[Begin]

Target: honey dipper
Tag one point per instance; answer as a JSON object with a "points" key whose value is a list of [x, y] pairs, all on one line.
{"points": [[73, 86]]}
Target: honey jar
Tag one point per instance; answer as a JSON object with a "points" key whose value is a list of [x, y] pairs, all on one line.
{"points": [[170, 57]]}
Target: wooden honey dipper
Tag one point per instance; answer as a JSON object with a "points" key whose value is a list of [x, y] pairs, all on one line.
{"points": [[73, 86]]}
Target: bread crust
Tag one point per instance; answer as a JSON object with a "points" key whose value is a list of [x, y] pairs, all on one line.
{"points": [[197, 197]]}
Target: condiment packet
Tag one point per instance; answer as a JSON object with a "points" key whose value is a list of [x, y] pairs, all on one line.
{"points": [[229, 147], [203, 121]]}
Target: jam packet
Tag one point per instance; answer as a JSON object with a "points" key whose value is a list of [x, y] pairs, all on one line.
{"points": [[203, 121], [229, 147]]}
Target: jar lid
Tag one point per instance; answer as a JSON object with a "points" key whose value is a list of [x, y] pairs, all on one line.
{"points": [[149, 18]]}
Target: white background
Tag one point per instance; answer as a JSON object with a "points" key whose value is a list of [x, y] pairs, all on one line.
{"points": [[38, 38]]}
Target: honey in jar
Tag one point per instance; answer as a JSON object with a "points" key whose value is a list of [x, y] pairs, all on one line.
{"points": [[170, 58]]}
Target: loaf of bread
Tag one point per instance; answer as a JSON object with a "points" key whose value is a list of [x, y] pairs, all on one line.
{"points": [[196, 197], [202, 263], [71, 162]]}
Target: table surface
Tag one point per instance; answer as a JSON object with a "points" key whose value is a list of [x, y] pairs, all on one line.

[End]

◆ **GIVEN PROBLEM**: Lines from the one containing "Target: white background" through the final line are to be given again verbatim, with nothing before or after.

◆ **ANSWER FOR THIS EXERCISE**:
Target: white background
Tag one point per instance; answer as a JSON object with a "points" key whose value is a list of [x, y] pairs, all on one line.
{"points": [[38, 38]]}
Target: honey in jar
Tag one point per instance; answer as a JSON object with a "points" key whose value is a list of [x, y] pairs, all on one line.
{"points": [[170, 58]]}
Target: loaf of bread
Tag one point per instance; answer as a JSON object with a "points" key whose value is a list of [x, y] pairs, all on one line.
{"points": [[196, 197], [202, 263], [71, 162]]}
Target: table surface
Tag one point per instance; answer as a JSON object with a "points" key whose value is a list of [x, y] pairs, all on one line.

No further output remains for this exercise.